» OBJECTIVE: Retype the material in full, keeping every word the same.
**** SUPPLIED MATERIAL ****
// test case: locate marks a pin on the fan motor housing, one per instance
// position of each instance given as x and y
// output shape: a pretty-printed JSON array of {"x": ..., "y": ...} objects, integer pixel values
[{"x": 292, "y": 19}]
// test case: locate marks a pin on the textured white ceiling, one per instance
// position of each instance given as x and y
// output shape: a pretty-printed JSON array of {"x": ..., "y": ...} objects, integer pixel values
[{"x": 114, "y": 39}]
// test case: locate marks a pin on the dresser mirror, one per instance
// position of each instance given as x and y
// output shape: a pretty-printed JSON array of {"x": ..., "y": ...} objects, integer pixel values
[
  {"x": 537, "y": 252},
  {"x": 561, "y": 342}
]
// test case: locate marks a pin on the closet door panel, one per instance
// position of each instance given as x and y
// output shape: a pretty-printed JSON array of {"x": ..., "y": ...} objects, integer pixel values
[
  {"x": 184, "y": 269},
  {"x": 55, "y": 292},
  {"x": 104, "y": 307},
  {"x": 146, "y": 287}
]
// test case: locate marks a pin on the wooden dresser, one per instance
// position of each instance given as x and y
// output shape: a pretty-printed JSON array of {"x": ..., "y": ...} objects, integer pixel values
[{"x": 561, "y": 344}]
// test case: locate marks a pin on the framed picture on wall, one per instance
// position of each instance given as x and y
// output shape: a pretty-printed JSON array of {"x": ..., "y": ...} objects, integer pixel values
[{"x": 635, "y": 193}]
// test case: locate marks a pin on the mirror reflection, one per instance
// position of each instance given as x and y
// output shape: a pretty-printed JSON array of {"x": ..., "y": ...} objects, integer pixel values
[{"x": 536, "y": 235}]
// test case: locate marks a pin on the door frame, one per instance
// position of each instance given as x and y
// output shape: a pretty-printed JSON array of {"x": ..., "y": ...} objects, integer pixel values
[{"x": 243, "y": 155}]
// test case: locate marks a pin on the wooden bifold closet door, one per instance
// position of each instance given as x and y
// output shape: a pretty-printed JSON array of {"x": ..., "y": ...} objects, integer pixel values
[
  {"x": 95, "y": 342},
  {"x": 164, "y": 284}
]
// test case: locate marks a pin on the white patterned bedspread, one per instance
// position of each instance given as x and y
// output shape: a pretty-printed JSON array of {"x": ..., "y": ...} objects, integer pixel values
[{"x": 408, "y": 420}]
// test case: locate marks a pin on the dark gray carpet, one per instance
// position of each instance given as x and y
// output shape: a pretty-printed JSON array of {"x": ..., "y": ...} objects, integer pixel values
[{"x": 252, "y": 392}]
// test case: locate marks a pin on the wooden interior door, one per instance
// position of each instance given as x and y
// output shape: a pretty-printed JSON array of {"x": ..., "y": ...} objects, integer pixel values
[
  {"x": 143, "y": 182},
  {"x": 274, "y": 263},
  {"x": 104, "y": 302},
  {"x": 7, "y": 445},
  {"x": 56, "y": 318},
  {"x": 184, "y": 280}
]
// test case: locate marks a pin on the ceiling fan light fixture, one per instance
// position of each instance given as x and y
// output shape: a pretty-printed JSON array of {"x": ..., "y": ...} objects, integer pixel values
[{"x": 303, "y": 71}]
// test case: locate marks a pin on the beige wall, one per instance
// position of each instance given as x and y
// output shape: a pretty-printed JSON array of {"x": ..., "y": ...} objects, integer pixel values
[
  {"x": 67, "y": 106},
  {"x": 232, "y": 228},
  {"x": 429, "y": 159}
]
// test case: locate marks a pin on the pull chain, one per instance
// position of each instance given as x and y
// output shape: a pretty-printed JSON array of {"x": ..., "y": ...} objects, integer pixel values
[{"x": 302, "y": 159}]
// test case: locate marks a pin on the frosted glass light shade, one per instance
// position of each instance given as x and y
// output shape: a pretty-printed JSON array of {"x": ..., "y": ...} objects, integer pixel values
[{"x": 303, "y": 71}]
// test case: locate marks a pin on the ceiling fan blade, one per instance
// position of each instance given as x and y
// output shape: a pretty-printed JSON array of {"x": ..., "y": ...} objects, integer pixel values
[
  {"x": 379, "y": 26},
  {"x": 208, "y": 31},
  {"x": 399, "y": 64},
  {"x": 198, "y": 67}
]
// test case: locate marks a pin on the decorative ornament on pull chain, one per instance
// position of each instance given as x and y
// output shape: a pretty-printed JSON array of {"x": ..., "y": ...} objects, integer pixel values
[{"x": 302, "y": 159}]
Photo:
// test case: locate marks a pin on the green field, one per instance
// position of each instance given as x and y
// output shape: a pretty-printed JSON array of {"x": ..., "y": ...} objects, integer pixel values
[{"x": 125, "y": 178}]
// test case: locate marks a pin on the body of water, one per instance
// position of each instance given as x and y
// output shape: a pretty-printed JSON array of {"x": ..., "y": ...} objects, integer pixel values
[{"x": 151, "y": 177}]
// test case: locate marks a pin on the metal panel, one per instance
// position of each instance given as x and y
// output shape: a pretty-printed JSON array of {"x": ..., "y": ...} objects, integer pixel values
****
» REPLY TO THE EXERCISE:
// test case: locate marks a pin on the fan motor housing, one per instance
// position of each instance given as x and y
// output shape: a pretty-printed JSON array of {"x": ..., "y": ...} objects, integer pixel values
[{"x": 292, "y": 19}]
// test case: locate marks a pin on the textured white ceiling, one per instance
// position of each instance given as x and y
// output shape: a pretty-printed JSON array of {"x": ..., "y": ...} objects, integer pixel values
[{"x": 114, "y": 39}]
// test case: locate marks a pin on the dresser mirror, one per instance
// position of each instance given as x and y
// output shape: a pretty-printed JSON array of {"x": ..., "y": ...} objects, integer pixel values
[
  {"x": 537, "y": 252},
  {"x": 561, "y": 342}
]
// test case: locate marks a pin on the closet door panel, one per instance
// position of each instance given as x and y
// output shape: a pretty-printed JSON array of {"x": ..., "y": ...} objects, integer pixel values
[
  {"x": 184, "y": 269},
  {"x": 55, "y": 292},
  {"x": 104, "y": 307},
  {"x": 146, "y": 287}
]
// test case: locate marks a pin on the wooden dresser, one per instance
// position of each instance given as x and y
// output shape: a pretty-printed JSON array of {"x": ..., "y": ...} objects, integer pixel values
[{"x": 561, "y": 344}]
// test case: locate marks a pin on the framed picture on wall, one per instance
// position of each instance given as x and y
// output shape: a pretty-printed JSON array of {"x": ..., "y": ...} objects, integer pixel values
[{"x": 635, "y": 193}]
// test case: locate marks a pin on the mirror reflection, one per instance
// position of each instance given as x and y
// output shape: a pretty-printed JSON array of {"x": ..., "y": ...} objects, integer pixel values
[{"x": 536, "y": 235}]
// test case: locate marks a pin on the door frame, one per instance
// position of each instance given as x and y
// output shape: a pretty-printed JSON array of {"x": ..., "y": ...} objects, integer pixel values
[{"x": 243, "y": 155}]
// test case: locate marks a pin on the wooden bifold closet door, one per instance
// position of each instance given as x and y
// output shape: a pretty-printed JSON array of {"x": ..., "y": ...} objects, integer pixel values
[
  {"x": 95, "y": 342},
  {"x": 164, "y": 284}
]
// test case: locate marks a pin on the white patterned bedspread, one per instance
// position of each instance given as x and y
// output shape: a pretty-printed JSON array of {"x": ..., "y": ...} objects, integer pixel values
[{"x": 408, "y": 420}]
// test case: locate marks a pin on the dark gray carpet, one per instance
// position of each instance given as x and y
// output shape: a pretty-printed JSON array of {"x": ..., "y": ...} objects, integer pixel values
[{"x": 252, "y": 392}]
// test case: locate marks a pin on the wooden interior door, one per instance
// position of each instance given as x and y
// output shape: a pretty-printed JSON array of {"x": ..., "y": ...} objects, integer pixel values
[
  {"x": 143, "y": 182},
  {"x": 274, "y": 263},
  {"x": 104, "y": 302},
  {"x": 7, "y": 445},
  {"x": 56, "y": 318},
  {"x": 184, "y": 280}
]
// test case: locate marks a pin on the ceiling fan light fixture, one per instance
// position of each instance given as x and y
// output shape: a pretty-printed JSON array of {"x": ..., "y": ...} objects, integer pixel values
[{"x": 303, "y": 71}]
// test case: locate marks a pin on the beige wall, one per instance
// position of each instance given as x and y
// output shape: a pretty-printed JSON array of {"x": ..., "y": ...} objects, integer pixel values
[
  {"x": 67, "y": 106},
  {"x": 232, "y": 228},
  {"x": 429, "y": 159}
]
// test case: locate marks a pin on the pull chain, one per instance
// position of each instance given as x and y
// output shape: a pretty-printed JSON array of {"x": ..., "y": ...} objects, integer pixel values
[{"x": 302, "y": 159}]
// test case: locate marks a pin on the frosted glass light shade, one per instance
// position of each instance given as x and y
// output shape: a pretty-printed JSON array of {"x": ..., "y": ...} objects, integer pixel values
[{"x": 303, "y": 71}]
// test case: locate marks a pin on the ceiling fan blade, one per instance
// position of each instance given as x and y
// output shape: a pretty-printed JSON array of {"x": ..., "y": ...} objects, integer pixel values
[
  {"x": 379, "y": 26},
  {"x": 208, "y": 31},
  {"x": 399, "y": 64},
  {"x": 198, "y": 67}
]
// test case: locate marks a pin on the decorative ornament on pull chain, one per instance
// position of each instance given as x and y
// output shape: a pretty-printed JSON array of {"x": ..., "y": ...} objects, integer pixel values
[{"x": 302, "y": 159}]
Photo:
// test case: locate marks a pin on the green field, one per instance
// position of each instance given as x and y
// output shape: a pretty-printed JSON array of {"x": ..., "y": ...} objects, integer pixel values
[{"x": 125, "y": 178}]
// test case: locate marks a pin on the body of water, one per instance
// position of each instance given as x and y
// output shape: a pretty-printed JSON array of {"x": ..., "y": ...} objects, integer pixel values
[{"x": 151, "y": 177}]
// test case: locate marks a pin on the metal panel, one per instance
// position of each instance given as x and y
// output shape: a pretty-printed JSON array of {"x": ..., "y": ...} objects, integer pixel values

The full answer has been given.